Start of Article

But now you have to go through the hassle of getting vendors to use things other than Paypal. Aren't you still letting them alter your behavior? Best way is just not to mind at all. Plus paypal having your phone number may not be a bad thing, they do call for security measures/seller-buyer disputes as well.


----------



## mushroom (Jun 12, 2015)

Calling me to solve a dispute is a good thing. What bothers me about PayPal is their illegal, deceptive, and their underhanded business practices. Last month they were fined $25 million, $15 million which will be reimbursed to customers. In addition to screwing over buyers, they screw over sellers too by arbitrarily freezing and withholding funds from a few hundred to a few hundred thousand dollars. If you or I did that, it's called theft and we go to jail. Maybe this sneaky thing with the robotexts and giving out your number is not a big deal. but it is _another_ thing on top of everything else. And the suggestion "is just not to mind at all" basically insures that they will continue what they have been doing, imo.

End of Article
Start of Information supplied

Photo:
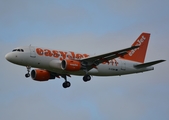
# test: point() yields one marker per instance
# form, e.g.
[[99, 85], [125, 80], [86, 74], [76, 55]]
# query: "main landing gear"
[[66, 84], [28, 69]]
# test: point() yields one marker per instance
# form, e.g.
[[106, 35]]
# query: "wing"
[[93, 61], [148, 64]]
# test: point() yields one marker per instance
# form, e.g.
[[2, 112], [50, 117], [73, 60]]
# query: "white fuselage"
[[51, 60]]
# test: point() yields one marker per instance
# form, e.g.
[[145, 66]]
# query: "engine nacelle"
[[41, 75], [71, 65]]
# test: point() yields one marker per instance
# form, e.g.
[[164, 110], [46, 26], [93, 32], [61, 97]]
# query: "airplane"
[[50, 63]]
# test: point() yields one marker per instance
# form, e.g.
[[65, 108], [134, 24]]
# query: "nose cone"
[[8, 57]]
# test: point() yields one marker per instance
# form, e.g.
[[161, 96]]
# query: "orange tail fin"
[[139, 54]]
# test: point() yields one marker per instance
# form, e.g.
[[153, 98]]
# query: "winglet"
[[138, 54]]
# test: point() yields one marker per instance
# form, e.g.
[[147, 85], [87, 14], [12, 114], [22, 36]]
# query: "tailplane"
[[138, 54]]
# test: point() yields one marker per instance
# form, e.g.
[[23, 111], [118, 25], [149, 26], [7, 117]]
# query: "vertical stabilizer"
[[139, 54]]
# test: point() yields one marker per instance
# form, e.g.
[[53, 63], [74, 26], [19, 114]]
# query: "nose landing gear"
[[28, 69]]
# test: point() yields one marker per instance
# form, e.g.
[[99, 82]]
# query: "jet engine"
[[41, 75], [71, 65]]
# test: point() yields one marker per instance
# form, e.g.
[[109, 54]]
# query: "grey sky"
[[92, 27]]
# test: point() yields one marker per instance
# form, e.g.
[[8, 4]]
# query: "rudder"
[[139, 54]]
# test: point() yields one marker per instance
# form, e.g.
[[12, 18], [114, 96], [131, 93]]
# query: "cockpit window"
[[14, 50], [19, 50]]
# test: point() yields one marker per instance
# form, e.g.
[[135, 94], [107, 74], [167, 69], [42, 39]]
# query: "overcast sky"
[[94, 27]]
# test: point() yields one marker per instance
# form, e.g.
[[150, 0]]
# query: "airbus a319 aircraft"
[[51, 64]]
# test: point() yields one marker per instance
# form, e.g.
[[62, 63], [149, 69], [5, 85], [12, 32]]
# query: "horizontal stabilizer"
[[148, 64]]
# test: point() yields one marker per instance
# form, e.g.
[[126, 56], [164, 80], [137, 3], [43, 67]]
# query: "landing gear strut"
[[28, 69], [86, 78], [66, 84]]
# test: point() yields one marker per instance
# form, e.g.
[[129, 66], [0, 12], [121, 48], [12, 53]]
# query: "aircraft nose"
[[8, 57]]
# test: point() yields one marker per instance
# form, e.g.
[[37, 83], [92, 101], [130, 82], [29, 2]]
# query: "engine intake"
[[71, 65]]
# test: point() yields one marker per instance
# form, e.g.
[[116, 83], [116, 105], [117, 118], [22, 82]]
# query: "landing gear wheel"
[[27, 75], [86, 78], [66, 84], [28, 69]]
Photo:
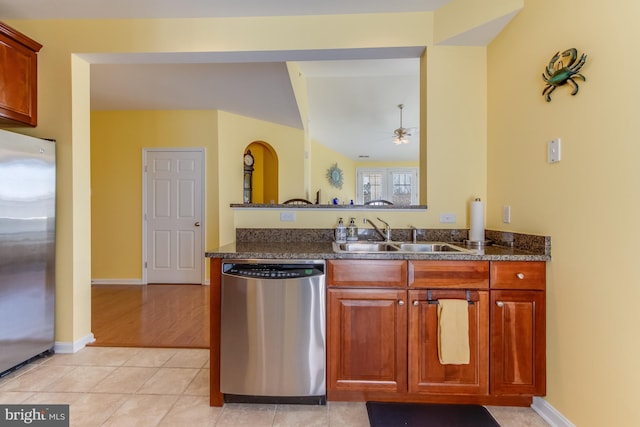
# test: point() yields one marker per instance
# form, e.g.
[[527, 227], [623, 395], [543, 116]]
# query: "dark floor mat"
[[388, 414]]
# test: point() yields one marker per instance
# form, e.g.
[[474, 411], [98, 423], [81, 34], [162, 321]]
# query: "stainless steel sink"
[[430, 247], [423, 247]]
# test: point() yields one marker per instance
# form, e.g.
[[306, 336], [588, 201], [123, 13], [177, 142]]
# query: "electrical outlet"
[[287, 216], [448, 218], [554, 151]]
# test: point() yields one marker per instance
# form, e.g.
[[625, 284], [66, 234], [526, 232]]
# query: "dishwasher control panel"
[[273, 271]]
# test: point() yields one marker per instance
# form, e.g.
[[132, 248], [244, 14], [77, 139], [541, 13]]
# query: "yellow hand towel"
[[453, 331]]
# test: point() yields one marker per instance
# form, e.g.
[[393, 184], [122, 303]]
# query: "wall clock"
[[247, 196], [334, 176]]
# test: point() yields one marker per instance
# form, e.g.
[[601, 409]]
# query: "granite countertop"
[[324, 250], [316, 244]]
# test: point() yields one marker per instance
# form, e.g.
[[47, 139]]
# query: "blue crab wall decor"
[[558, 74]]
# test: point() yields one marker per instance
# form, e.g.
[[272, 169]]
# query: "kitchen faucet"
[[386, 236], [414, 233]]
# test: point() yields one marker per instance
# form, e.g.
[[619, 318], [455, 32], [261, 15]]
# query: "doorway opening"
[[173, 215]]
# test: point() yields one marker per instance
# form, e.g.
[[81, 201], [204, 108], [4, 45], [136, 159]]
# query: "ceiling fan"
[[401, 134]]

End of Information supplied

* Task requirements:
1. In the forum thread about PayPal, which words does mushroom use to describe PayPal's business practices?
2. Copy the records from their first line through the line that contains "[[93, 61], [148, 64]]", inclusive. Omit the picture.

* Task results:
1. illegal, deceptive, underhanded

2.
Photo:
# test: point() yields one marker per instance
# form, e.g.
[[99, 85], [125, 80], [86, 74], [76, 55]]
# query: "main landing gear"
[[66, 84], [28, 69]]
# test: point() yields one marker per instance
# form, e.g.
[[106, 35]]
# query: "wing"
[[93, 61], [148, 64]]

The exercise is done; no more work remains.